## Description of the task
Extract from the listing below every line that contains the string "with", and reproduce each one in full. The match is case-sensitive.

## Excerpted data
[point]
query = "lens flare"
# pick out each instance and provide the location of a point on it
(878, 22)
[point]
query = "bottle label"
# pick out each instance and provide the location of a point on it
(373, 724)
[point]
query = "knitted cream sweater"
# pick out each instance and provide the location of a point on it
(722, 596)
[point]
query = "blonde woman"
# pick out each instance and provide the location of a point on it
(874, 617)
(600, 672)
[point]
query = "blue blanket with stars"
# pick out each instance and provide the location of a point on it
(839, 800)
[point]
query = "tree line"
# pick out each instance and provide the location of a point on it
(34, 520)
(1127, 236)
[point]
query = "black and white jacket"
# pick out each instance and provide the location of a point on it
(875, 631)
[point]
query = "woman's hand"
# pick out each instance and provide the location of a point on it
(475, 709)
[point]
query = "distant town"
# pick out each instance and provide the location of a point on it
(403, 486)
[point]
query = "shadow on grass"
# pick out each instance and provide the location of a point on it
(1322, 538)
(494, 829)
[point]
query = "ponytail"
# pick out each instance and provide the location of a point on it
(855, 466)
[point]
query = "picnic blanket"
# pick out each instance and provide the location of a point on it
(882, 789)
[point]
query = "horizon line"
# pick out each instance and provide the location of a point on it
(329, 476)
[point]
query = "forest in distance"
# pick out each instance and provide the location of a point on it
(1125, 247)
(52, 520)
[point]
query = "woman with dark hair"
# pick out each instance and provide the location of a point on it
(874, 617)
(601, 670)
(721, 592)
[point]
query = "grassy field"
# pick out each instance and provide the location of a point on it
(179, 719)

## Problem solution
query = "blue blanket with stars"
query = "woman with dark hair"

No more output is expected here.